■ WHAT IS ASKED:
(1) Using the Earth Day piece, decide whether each statement agrees with it. Give yes or no for each and quote the words that settle it.
(a) The writer describes the people at the first Earth Day as young and naive.
(b) The writer says corporate executives have changed their ways since the first Earth Day.
(c) The piece mentions videos of glaciers disappearing.
(2) Which film by Al Gore does the Earth Day piece name?

■ PAGE:

Another Earth Day has come and gone and I find myself remembering the first one – Wednesday, April 29, 1970. We were so young and naive. On that momentous day I remember so very well the excitement we all felt. I remember that we actually believed that if people knew how important a balanced environment is, they would immediately set out to make the changes in their own lives to help mitigate the damage we all do every day to our Mother Planet Earth. Now, almost 40 years later, we know that our mindless consumption is leading to the death of our planet. We watch Nobel Prize winner Al Gore’s film Inconvenient Truth, and we read about weather changes around the world. We see videos of glaciers disappearing and icebergs shrinking. But we also listen to the very same skepticism of forty years ago and watch the very same corporate executives line their pockets at the expense of their own grand children.

■ ITEMS:
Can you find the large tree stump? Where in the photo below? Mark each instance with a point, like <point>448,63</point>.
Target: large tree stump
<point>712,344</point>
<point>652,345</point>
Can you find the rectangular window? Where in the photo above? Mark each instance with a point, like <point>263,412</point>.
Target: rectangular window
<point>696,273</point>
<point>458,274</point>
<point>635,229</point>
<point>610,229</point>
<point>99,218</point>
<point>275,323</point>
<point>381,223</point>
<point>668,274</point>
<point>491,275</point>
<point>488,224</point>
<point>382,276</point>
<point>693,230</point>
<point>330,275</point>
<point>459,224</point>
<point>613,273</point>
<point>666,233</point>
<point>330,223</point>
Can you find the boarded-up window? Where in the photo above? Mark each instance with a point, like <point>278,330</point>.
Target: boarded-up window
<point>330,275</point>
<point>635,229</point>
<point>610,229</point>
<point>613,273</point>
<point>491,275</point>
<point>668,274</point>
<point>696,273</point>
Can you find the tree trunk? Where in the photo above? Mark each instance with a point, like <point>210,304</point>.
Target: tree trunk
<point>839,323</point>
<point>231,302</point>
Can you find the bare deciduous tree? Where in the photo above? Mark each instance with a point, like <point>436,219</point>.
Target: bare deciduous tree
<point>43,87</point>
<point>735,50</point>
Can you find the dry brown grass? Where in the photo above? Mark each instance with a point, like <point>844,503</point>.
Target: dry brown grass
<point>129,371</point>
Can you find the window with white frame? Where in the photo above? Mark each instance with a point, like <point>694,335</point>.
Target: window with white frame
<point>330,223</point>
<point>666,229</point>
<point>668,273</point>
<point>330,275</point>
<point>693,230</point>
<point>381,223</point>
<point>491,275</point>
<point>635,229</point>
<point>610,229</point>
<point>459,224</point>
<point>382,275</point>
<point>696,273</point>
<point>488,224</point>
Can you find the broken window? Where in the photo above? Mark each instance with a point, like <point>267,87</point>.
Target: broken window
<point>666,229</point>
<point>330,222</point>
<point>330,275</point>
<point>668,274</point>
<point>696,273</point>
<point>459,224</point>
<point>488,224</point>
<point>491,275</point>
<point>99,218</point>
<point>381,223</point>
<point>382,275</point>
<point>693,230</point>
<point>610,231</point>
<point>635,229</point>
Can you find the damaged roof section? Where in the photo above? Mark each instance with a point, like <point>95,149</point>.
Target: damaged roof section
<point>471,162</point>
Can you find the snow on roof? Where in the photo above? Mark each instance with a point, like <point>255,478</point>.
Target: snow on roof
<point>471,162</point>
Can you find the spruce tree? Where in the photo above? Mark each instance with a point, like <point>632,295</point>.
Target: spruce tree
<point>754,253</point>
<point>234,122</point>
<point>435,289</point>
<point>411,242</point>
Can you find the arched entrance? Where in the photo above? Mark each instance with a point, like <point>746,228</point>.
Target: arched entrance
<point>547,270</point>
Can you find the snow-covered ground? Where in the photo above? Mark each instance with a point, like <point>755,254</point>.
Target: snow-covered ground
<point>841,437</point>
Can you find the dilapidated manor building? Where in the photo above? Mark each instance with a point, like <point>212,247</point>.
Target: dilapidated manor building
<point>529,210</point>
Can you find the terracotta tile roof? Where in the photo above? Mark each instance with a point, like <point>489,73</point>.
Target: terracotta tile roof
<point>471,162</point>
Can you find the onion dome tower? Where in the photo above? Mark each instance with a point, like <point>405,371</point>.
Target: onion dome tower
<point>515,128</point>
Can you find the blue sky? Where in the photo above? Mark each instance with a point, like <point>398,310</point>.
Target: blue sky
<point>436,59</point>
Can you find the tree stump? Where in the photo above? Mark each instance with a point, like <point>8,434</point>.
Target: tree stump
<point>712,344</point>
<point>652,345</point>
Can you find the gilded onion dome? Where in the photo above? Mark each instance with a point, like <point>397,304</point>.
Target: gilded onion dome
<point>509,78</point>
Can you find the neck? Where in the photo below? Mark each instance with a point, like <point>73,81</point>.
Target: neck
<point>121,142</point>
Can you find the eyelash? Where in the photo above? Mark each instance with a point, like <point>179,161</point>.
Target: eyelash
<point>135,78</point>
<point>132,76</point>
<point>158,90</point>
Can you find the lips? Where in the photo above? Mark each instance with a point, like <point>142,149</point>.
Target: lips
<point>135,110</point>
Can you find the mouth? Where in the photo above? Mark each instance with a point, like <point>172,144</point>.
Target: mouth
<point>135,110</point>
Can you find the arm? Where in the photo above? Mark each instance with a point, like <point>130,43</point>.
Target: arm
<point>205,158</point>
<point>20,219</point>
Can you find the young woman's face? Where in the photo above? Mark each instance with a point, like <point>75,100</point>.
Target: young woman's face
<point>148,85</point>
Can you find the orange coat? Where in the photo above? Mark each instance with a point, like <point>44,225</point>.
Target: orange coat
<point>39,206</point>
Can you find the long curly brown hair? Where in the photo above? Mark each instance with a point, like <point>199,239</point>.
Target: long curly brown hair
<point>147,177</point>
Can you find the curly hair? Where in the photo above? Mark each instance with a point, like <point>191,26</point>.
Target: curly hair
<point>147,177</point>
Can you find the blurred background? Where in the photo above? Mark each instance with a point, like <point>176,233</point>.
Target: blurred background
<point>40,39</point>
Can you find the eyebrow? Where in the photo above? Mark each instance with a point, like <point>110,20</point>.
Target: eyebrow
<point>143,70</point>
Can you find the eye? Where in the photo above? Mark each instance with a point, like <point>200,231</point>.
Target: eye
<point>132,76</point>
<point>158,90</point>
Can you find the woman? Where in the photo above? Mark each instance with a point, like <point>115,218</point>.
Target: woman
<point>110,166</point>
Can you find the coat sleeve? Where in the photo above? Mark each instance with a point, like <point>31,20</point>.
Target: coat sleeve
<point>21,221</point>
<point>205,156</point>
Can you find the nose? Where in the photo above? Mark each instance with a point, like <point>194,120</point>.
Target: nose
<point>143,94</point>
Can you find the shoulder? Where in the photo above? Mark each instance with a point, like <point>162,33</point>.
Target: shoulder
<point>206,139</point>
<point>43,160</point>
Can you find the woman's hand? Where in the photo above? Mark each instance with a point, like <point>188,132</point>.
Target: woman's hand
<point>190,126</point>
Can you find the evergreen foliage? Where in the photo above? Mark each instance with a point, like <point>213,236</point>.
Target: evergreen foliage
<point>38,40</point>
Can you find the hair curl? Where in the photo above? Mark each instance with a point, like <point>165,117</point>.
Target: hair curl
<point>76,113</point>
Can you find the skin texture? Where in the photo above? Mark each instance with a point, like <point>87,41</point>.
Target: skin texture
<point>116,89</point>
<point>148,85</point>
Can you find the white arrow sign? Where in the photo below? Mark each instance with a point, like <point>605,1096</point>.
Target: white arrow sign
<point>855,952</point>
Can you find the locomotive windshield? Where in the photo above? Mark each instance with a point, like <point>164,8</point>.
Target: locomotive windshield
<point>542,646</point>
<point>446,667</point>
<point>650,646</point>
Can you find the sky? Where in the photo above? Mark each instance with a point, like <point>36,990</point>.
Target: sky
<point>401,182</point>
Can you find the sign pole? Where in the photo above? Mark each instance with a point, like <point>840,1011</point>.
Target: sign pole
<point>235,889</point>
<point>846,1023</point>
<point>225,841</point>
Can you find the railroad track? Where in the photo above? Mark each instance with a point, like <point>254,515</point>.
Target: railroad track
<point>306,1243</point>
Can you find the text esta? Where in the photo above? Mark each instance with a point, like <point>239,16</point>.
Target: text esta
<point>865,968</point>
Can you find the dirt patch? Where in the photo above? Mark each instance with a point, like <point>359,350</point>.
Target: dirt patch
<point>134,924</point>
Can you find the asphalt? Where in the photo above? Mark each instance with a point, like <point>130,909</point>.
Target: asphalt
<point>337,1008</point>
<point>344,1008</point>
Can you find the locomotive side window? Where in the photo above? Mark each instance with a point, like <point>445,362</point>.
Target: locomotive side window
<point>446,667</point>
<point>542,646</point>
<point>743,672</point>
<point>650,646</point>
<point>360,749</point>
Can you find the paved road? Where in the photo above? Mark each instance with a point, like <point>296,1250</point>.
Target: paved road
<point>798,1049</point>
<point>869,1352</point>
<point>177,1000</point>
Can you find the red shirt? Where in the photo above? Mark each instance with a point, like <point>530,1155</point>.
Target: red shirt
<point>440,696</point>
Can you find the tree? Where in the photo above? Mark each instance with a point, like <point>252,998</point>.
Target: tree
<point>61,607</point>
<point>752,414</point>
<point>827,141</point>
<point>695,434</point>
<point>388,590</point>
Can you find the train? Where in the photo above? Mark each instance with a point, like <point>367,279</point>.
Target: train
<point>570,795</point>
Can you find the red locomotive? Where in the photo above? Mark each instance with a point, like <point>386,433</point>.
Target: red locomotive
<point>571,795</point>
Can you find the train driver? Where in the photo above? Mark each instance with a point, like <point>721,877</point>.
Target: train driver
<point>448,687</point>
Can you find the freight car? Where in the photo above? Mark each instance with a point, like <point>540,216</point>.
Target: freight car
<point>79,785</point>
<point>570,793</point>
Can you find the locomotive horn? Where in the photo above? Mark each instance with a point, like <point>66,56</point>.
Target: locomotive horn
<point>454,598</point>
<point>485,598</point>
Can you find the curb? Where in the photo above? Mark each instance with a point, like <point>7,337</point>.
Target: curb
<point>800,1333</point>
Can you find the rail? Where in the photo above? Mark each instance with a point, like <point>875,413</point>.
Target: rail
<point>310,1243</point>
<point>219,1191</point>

■ RESULTS IN ORDER:
(1)
(a) Yes: "We were so young and naive."
(b) No: "watch the very same corporate executives line their pockets at the expense of their own grand children."
(c) Yes: "We see videos of glaciers disappearing and icebergs shrinking."

(2) Inconvenient Truth.